• _Short problem_
Rewrite every line of the entries below as a numbered list, leaving out blank lines and the pictures.

┌─ Supplied entries

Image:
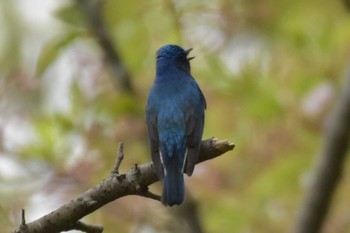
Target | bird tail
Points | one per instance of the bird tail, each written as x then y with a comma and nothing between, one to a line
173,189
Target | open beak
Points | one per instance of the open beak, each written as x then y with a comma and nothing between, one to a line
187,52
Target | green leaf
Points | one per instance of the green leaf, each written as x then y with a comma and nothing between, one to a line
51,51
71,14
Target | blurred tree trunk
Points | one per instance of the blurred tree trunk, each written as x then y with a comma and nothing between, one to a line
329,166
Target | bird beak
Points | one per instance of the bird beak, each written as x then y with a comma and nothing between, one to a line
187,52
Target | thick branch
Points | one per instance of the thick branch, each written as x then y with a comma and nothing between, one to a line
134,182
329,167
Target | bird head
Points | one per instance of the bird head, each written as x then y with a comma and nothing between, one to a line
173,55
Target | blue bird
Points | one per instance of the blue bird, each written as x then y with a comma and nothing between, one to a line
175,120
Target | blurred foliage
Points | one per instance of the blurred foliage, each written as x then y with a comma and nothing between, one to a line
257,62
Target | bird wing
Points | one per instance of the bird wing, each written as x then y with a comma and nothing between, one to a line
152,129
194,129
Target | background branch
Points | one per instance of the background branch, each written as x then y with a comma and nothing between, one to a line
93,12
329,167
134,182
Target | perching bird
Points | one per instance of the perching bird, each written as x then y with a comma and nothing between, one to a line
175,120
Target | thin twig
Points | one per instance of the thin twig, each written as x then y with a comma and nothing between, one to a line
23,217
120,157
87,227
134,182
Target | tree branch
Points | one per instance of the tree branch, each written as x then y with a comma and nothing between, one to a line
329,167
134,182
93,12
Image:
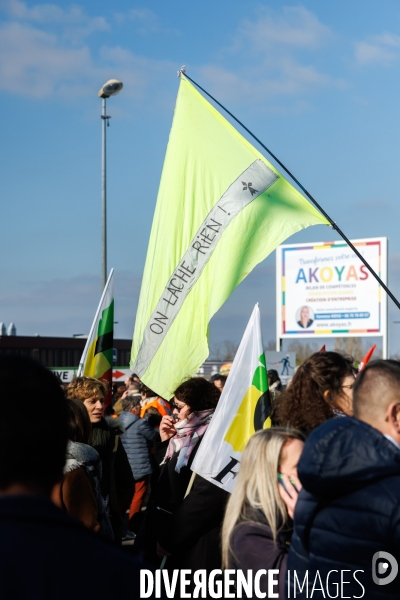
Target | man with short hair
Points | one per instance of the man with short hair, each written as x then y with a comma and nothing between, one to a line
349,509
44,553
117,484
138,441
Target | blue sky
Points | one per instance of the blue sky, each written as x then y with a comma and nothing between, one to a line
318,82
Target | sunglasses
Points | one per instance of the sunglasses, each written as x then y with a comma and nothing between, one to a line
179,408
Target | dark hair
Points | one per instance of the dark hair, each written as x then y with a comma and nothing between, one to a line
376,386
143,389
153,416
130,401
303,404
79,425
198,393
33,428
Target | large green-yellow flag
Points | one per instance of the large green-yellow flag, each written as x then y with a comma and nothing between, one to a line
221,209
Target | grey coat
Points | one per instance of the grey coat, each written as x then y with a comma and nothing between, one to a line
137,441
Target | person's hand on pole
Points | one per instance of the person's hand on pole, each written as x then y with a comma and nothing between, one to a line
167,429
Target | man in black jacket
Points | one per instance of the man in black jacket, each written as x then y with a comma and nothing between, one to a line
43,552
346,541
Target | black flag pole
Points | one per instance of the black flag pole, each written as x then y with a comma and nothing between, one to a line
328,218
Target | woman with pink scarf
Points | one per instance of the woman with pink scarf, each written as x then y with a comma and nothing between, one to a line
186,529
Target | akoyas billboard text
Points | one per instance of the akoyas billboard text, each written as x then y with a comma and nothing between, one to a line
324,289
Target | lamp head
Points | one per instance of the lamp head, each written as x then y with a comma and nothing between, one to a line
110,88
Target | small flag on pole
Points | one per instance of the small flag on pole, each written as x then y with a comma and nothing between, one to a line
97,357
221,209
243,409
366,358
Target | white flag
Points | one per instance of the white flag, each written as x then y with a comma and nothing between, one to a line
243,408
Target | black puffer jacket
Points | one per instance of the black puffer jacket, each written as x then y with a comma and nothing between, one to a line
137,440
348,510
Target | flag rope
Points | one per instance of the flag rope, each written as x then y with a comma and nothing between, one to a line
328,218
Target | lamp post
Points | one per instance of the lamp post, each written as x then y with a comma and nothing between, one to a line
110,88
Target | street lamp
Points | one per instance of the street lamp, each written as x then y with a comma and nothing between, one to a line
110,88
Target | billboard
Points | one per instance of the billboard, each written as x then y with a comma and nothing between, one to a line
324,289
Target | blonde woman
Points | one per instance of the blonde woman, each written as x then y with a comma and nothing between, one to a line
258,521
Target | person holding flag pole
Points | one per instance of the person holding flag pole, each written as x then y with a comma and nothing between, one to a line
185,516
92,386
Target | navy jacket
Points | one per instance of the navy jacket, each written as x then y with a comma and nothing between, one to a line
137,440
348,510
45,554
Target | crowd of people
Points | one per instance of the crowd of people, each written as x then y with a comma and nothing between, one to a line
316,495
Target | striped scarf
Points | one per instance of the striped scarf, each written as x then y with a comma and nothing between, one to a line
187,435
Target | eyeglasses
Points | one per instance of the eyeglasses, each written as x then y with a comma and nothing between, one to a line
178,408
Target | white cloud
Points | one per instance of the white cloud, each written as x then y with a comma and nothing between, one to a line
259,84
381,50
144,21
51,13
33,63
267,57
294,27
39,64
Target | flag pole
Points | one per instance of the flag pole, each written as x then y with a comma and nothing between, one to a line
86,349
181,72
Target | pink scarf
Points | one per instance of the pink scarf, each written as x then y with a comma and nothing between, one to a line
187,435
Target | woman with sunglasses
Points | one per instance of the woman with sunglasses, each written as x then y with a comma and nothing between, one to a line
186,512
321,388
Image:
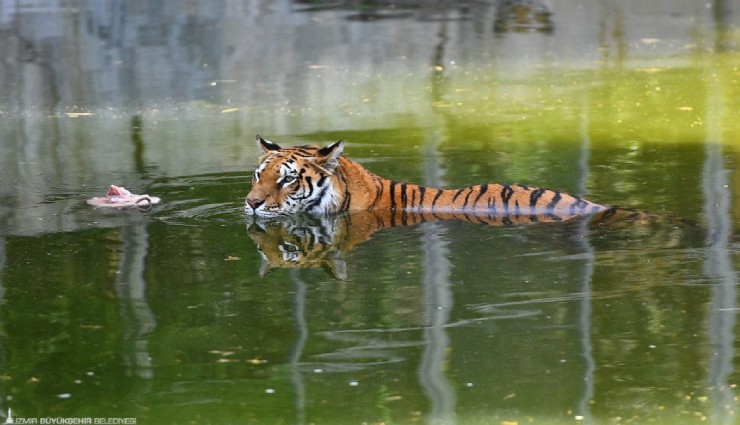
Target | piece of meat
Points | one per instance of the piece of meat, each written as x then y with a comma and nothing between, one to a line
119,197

└─

• _Exercise output_
1. Image:
2. Target | bird tail
3. Points | one per instance of the bird tail, each written as x then y with a comma and nothing between, one to a line
4. 173,189
5. Target | open beak
6. Points | one per instance of the open beak, each written as x then y with a comma and nothing between, one to a line
7. 187,52
8. Target | green leaf
9. Points | one per instance of the green leaf, each written as x then y with a comma and nothing between, one to a line
10. 51,51
11. 71,14
12. Target | blurred tree trunk
13. Points | one per instance of the blurred tree trunk, each written as x then y with a comma and nothing between, one to a line
14. 329,166
15. Target | bird beak
16. Points | one per instance of the bird beak, each written as x then y with a comma and nothing between, one to a line
17. 187,52
18. Target | thick branch
19. Points | one per instance of the thick branch, each written as x then y with a comma and nothing between, one to a line
20. 134,182
21. 329,167
22. Target | bird head
23. Points | one per instance of the bird head, each written as x then y with a comma and nothing between, one to a line
24. 173,55
25. Target | blue bird
26. Points | one per instance of the blue bird, each written as x then y with a comma and nothing between, one to a line
27. 175,120
28. Target | blurred foliage
29. Points | one per instance of the blurred foliage, each written as x then y with a comma and nothing between, one to a line
30. 257,62
31. Target | bird wing
32. Points | one per instance of the bird wing, each written as x then y with a comma and nothing between, one to a line
33. 152,129
34. 194,129
35. Target | background branch
36. Points | one per instance of the background branch, each written as x then y with a comma and nothing between, one to a line
37. 93,12
38. 329,167
39. 134,182
40. Target | perching bird
41. Points | one per instance of the perching bird, each written as x then y with a comma and nothing between, one to a line
42. 175,120
43. Target | thin twig
44. Points | one per instance of the thin twig, each written as x then y with a comma and nothing between, one to a line
45. 23,217
46. 120,157
47. 87,227
48. 134,182
49. Target | tree branch
50. Points | one per instance of the tree branch, each written as x then y with a comma and nothing between, one to a line
51. 329,167
52. 134,182
53. 93,12
54. Image:
55. Target | man with short hair
56. Points | one per instance of the man with short hair, each written as x then y with a comma and nothing between, one to a line
57. 349,509
58. 44,553
59. 117,484
60. 138,441
61. Target | blue sky
62. Points | one per instance of the blue sky, each written as x then y with a comma and nothing between, one to a line
63. 318,82
64. Target | sunglasses
65. Points | one per instance of the sunglasses, each written as x then y with a comma and nothing between, one to a line
66. 179,408
67. Target | dark hair
68. Points | one per instance of the dark hair, each written as x then y with a comma and nothing between, one to a line
69. 376,386
70. 143,389
71. 153,416
72. 130,401
73. 303,404
74. 79,425
75. 198,393
76. 33,428
77. Target | large green-yellow flag
78. Points | one per instance of the large green-yellow flag, each written as x then y with a comma and nothing between, one to a line
79. 221,209
80. Target | grey coat
81. Points | one per instance of the grey coat, each written as x then y with a comma and nothing between, one to a line
82. 137,441
83. Target | person's hand on pole
84. Points | one per instance of the person's hand on pole, each written as x then y with a comma and nothing between, one to a line
85. 167,429
86. Target | man in black jacket
87. Points | one per instance of the man in black jacket, each written as x then y with a comma and nothing between, one to a line
88. 43,552
89. 346,541
90. Target | black flag pole
91. Points | one per instance of the black flag pole, each written as x then y with a comma and nothing between, one to a line
92. 328,218
93. Target | woman with pink scarf
94. Points | one per instance of the woman with pink scarf, each written as x then y with a comma and nothing between, one to a line
95. 186,529
96. Target | akoyas billboard text
97. Points | one per instance of the akoyas billboard text, each written as x then y with a comma and nothing between, one to a line
98. 324,289
99. Target | lamp head
100. Points | one per instance of the lamp head, each written as x then y with a comma and nothing between, one to a line
101. 110,88
102. Target | small flag on pole
103. Points | one per instance of the small flag on pole, each written as x then y with a comma and nothing between, one to a line
104. 97,357
105. 221,209
106. 243,409
107. 366,358
108. Target | white flag
109. Points | one per instance of the white flag, each written as x then y with a comma and nothing between, one to a line
110. 243,408
111. Target | black puffer jacket
112. Points | one per instance of the black puffer jacket, each written as x then y with a comma and nothing between, one to a line
113. 137,440
114. 348,510
115. Target | flag rope
116. Points | one per instance of the flag rope, each written as x then y with a comma and nothing between, one to a line
117. 328,218
118. Target | lamp post
119. Points | one per instance of the lamp post, each written as x then y with a comma and nothing between, one to a line
120. 110,88
121. Target | street lamp
122. Points | one per instance of the street lamp, each written as x then y with a comma and nothing between, one to a line
123. 110,88
124. Target | billboard
125. Points | one per instance of the billboard, each written as x then y with a comma and nothing between, one to a line
126. 324,289
127. Target | blonde woman
128. Points | one per instance of the blonde woman, each written as x then y with a comma and nothing between, one to a line
129. 258,521
130. Target | person holding flag pole
131. Points | one per instance of the person holding flag pole, each written as x then y with a comma and nothing between, one to a line
132. 185,516
133. 92,386
134. Target | navy jacket
135. Points | one per instance of the navy jacket, each written as x then y with a comma and nothing between, one to a line
136. 137,440
137. 348,510
138. 45,554
139. Target | crowd of people
140. Points | one per instance of the crowd of people, each written as x then y with a comma and nothing between, one to a line
141. 316,495
142. Target | striped scarf
143. Points | one per instance of the striped scarf, each written as x then y with a comma and nothing between, one to a line
144. 187,435
145. Target | eyeglasses
146. Points | one per instance of the eyeglasses, each written as x then y with a comma and nothing between, one to a line
147. 178,408
148. Target | white cloud
149. Points | one per instance of the white cloud, each written as x then y with a comma and nothing between, one to a line
150. 259,84
151. 381,50
152. 144,21
153. 51,13
154. 33,63
155. 267,57
156. 294,27
157. 39,64
158. Target | flag pole
159. Points | one per instance of the flag pole, each written as x then y with a comma and nothing between, one to a line
160. 86,349
161. 181,72
162. Target | pink scarf
163. Points | one per instance of the pink scarf, each written as x then y with a comma and nothing between, one to a line
164. 187,435
165. Target | woman with sunglasses
166. Points | one per instance of the woman with sunglasses, each written as x then y with a comma and nothing between, one to a line
167. 186,512
168. 321,388
169. Image:
170. Target | piece of meat
171. Points | one per instance of the piece of meat, each written as x then y with a comma and nothing between, one to a line
172. 119,197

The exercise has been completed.